> DATA TO USE
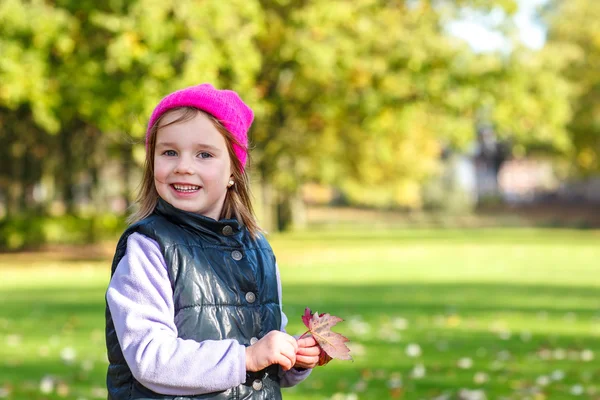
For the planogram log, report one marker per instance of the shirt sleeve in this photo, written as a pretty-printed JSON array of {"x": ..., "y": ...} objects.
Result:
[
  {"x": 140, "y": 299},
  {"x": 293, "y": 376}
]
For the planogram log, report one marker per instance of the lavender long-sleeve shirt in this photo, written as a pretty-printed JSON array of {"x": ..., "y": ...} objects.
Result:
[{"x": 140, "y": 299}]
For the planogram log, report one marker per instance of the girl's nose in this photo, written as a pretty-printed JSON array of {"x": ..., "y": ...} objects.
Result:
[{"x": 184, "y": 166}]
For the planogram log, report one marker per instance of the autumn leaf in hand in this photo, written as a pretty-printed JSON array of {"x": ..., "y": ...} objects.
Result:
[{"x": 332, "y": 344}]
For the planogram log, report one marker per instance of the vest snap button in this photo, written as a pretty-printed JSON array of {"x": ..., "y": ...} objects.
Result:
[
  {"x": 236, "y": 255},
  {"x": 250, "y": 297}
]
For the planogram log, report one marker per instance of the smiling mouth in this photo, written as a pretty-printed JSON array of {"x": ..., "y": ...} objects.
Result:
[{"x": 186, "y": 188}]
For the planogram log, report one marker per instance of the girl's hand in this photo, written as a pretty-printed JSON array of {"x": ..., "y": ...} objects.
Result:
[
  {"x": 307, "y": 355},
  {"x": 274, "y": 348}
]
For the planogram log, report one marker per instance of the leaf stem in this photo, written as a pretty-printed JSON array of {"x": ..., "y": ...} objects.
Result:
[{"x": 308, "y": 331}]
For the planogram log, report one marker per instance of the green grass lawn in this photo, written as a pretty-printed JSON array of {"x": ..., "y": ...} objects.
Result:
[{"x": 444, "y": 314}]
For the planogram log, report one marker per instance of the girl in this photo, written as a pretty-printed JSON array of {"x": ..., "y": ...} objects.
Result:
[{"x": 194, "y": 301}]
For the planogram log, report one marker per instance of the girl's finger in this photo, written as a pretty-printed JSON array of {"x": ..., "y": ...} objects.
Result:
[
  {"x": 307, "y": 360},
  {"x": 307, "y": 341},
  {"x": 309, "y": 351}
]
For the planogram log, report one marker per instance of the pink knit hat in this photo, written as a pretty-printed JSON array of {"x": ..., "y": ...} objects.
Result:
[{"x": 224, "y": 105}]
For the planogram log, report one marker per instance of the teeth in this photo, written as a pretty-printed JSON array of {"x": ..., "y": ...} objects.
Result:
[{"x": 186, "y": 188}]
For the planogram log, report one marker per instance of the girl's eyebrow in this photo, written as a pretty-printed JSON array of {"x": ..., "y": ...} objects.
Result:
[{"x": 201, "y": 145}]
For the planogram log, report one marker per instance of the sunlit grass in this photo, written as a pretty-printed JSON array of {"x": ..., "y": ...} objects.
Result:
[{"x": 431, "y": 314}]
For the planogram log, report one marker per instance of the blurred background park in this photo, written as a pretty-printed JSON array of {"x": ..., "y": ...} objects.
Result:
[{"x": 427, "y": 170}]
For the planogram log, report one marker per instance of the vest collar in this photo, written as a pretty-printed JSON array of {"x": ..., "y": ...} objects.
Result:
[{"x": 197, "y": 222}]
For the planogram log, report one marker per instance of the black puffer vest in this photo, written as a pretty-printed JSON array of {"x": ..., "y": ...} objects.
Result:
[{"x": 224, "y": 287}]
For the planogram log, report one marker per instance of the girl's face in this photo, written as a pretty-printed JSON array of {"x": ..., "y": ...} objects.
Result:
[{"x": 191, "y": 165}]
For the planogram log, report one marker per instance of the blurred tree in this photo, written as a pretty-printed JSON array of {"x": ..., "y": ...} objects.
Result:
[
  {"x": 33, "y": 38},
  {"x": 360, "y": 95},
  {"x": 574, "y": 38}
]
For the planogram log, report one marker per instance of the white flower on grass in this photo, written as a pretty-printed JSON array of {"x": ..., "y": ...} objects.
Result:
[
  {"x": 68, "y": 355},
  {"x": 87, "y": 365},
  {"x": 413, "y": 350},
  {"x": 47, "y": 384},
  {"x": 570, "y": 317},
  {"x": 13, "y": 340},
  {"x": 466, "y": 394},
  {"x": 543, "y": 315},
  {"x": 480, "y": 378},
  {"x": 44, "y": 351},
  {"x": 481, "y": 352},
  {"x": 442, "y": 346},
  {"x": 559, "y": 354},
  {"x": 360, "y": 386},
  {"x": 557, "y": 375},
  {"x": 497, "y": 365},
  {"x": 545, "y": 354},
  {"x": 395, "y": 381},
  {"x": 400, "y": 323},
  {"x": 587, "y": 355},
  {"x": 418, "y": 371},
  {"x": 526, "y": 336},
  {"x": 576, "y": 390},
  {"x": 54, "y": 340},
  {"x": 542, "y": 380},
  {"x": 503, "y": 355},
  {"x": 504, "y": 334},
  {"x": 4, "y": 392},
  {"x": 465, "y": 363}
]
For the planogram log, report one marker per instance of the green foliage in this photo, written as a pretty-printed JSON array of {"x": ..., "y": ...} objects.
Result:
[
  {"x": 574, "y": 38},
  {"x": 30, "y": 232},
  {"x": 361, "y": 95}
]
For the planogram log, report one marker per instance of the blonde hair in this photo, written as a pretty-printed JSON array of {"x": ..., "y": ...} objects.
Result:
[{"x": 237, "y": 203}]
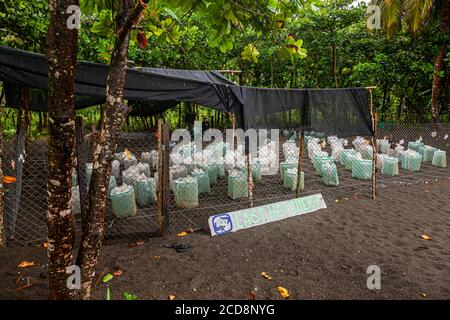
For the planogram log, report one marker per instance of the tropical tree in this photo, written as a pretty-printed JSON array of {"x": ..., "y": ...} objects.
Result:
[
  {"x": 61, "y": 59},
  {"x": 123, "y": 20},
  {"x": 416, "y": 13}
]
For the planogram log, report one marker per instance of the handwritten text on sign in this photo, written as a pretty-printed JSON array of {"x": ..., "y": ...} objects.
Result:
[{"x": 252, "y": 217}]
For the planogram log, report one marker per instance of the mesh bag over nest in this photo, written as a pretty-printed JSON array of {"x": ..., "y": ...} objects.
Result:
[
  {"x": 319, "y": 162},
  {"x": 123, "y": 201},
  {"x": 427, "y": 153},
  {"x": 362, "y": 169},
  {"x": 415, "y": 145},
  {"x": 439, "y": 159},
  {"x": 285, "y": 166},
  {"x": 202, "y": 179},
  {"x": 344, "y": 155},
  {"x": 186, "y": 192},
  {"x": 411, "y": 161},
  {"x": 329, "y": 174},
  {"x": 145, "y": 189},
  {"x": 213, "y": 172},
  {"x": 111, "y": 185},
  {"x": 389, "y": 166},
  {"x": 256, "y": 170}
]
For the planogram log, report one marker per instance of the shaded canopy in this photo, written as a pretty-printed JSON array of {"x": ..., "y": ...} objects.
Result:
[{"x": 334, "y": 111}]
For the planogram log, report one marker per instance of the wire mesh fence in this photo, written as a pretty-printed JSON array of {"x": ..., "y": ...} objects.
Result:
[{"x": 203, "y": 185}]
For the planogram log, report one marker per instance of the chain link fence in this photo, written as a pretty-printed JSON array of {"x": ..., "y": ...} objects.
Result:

> TASK OBJECTIVE
Please retype the entries above word for word, but only from the line containing "of the blonde" through the last line, and without the pictures.

> WRITTEN REPLY
For the planogram log, report one marker per instance of the blonde hair in this photo, written as a pretty-printed JSON array of {"x": ..., "y": ...} objects.
Result:
[{"x": 237, "y": 203}]
For the planogram log, report one marker per instance of the tropical tree in this photo, written as a pretty-printed JSON array of {"x": ..., "y": ...} objects.
Result:
[
  {"x": 61, "y": 59},
  {"x": 123, "y": 20},
  {"x": 416, "y": 13}
]
For the planogram log, report one marker per instance of the handwritten text on sign in this photo, written as a pretty-printed JSON array of {"x": ..., "y": ...} objects.
Result:
[{"x": 252, "y": 217}]
For the planogram log, report one marker per instance of the mesh bag over nest in this photo, written as a pretty-printed JSON array of {"x": ..., "y": ...} objects.
Result:
[
  {"x": 319, "y": 162},
  {"x": 123, "y": 201},
  {"x": 427, "y": 153},
  {"x": 362, "y": 169},
  {"x": 415, "y": 145},
  {"x": 439, "y": 159},
  {"x": 285, "y": 166},
  {"x": 202, "y": 179},
  {"x": 344, "y": 155},
  {"x": 186, "y": 192},
  {"x": 411, "y": 161},
  {"x": 329, "y": 174},
  {"x": 145, "y": 189},
  {"x": 213, "y": 172},
  {"x": 111, "y": 185},
  {"x": 389, "y": 166},
  {"x": 256, "y": 170}
]
For the planogram log, report one marker per instance of the shaded canopy in this photo, written as a pretty-printed JSON array of {"x": ..., "y": ...} objects.
Result:
[{"x": 334, "y": 111}]
For the planogram log, report one marker per instance of the wire mesh fence in this photo, written as a pretty-printed JSON array of {"x": ..., "y": ...} objects.
Result:
[{"x": 203, "y": 185}]
For the planogram log, report one marker per instance of the chain link fence in this photo, written as a pretty-printed JSON array of {"x": ..., "y": ...} objects.
Result:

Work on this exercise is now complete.